DIRECTION: Copy out the lines word for word, starting with the line that contains "find | sliced white cheese" and going on through the line that contains "column 581, row 355", including both of those lines.

# PROVIDED RECORDS start

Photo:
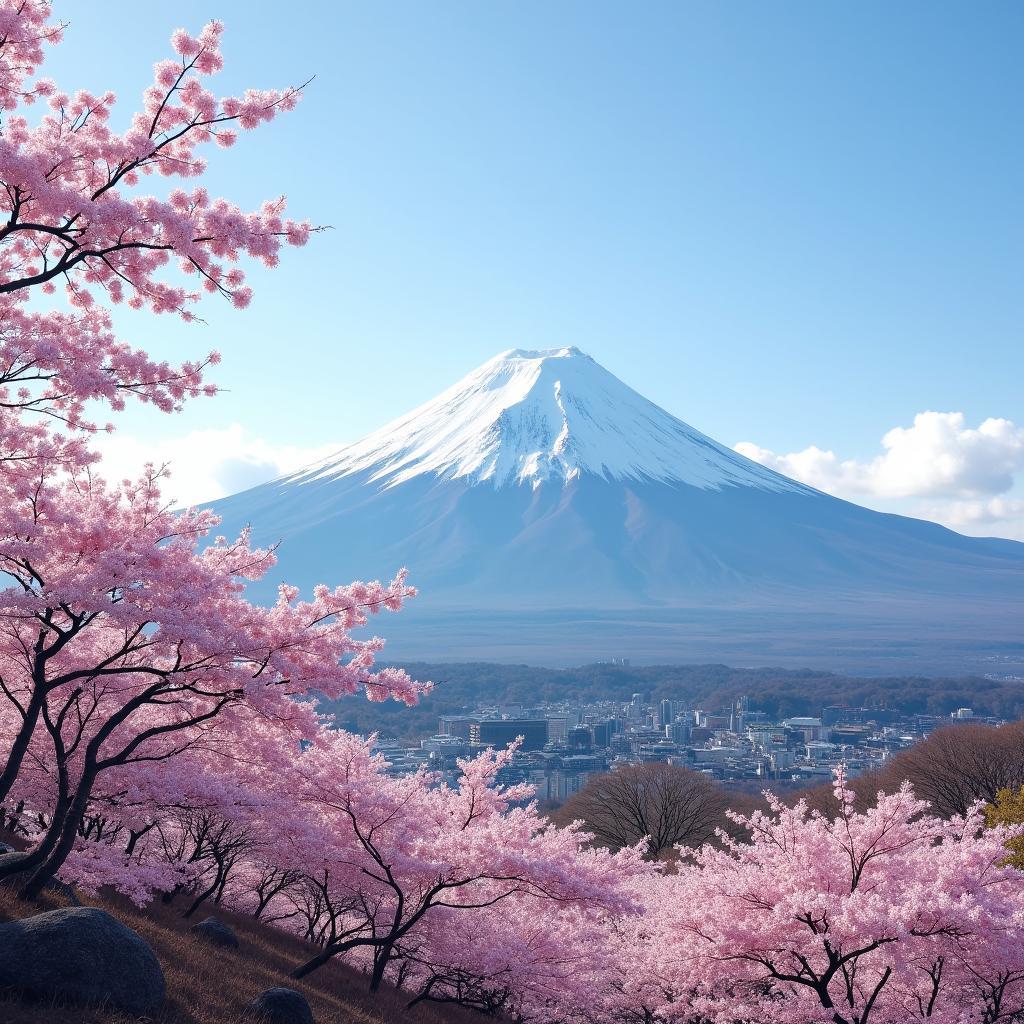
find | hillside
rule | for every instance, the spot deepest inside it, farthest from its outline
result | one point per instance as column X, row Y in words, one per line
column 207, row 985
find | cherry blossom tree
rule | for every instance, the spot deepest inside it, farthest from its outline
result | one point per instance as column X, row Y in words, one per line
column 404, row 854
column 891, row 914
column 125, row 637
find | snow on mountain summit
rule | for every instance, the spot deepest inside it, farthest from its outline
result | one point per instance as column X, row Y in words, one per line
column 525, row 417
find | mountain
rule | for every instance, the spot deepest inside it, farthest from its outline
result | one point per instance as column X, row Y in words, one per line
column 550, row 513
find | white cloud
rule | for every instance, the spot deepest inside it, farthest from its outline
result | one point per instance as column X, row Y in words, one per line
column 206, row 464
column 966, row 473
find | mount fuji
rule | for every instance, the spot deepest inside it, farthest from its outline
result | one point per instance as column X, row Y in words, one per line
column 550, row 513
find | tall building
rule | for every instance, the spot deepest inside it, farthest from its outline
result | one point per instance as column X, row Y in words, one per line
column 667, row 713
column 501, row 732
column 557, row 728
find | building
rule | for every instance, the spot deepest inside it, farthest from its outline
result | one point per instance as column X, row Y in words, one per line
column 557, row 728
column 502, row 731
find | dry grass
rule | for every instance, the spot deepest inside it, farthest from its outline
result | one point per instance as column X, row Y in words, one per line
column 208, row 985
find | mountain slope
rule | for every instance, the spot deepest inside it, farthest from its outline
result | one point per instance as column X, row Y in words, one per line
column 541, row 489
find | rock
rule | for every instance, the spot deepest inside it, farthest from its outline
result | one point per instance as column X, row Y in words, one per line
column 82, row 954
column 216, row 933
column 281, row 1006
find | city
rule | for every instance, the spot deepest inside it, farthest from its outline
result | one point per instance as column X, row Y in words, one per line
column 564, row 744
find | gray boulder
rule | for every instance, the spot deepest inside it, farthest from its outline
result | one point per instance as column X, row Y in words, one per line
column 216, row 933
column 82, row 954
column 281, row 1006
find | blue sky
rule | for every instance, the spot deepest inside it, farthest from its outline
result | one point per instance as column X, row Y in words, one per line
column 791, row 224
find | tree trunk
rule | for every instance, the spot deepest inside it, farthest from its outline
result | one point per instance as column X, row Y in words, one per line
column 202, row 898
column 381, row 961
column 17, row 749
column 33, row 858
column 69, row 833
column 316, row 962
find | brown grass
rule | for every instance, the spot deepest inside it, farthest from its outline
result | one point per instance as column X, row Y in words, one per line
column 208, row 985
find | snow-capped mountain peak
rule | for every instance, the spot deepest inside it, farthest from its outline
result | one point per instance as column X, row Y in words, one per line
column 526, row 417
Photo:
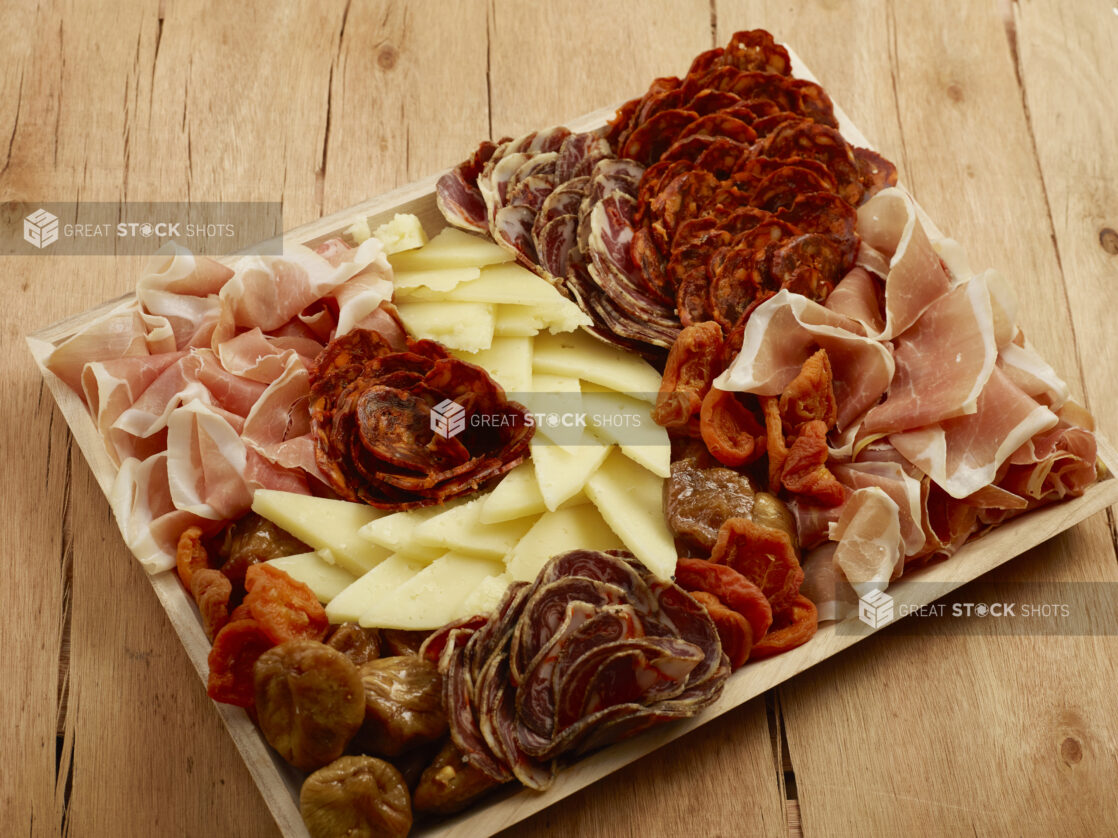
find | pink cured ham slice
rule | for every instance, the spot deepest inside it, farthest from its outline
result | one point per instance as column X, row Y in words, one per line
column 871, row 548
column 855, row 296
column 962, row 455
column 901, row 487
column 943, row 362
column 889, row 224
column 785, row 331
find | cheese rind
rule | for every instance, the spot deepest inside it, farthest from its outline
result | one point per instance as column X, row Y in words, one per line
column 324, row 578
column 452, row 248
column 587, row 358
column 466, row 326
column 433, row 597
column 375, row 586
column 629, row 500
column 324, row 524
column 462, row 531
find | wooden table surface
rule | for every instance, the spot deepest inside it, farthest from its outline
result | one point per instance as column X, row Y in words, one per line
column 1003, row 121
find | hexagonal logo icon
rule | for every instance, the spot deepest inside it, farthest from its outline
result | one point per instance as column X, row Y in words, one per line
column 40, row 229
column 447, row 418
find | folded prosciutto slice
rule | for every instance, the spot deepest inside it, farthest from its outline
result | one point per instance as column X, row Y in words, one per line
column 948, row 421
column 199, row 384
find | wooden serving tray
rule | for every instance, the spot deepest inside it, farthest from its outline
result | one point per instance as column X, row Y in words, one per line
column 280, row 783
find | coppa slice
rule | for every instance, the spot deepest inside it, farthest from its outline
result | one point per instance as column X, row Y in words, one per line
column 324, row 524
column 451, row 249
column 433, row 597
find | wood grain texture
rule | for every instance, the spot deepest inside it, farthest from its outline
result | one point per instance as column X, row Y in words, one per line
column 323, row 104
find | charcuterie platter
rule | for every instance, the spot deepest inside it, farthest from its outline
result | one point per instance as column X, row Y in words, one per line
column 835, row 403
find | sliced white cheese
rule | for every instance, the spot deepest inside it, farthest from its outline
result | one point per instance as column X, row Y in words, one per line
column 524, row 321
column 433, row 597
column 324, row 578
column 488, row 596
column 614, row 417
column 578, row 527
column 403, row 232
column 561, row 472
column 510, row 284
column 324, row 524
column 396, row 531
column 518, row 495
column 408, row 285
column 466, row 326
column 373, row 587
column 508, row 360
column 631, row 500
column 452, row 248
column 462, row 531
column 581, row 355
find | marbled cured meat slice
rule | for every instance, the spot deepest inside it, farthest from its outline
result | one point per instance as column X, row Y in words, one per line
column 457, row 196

# PROVIDED RECORDS end

ANSWER TO THIS EXERCISE:
find | sliced white cheese
rule | for every instance, the spot deepest inside it, farthest from its outline
result | one point per instance as column X, row Y in words, one per line
column 524, row 321
column 433, row 597
column 324, row 578
column 488, row 596
column 614, row 417
column 578, row 527
column 403, row 232
column 561, row 472
column 510, row 284
column 324, row 524
column 396, row 531
column 518, row 495
column 408, row 285
column 466, row 326
column 373, row 587
column 508, row 360
column 631, row 500
column 452, row 248
column 462, row 531
column 581, row 355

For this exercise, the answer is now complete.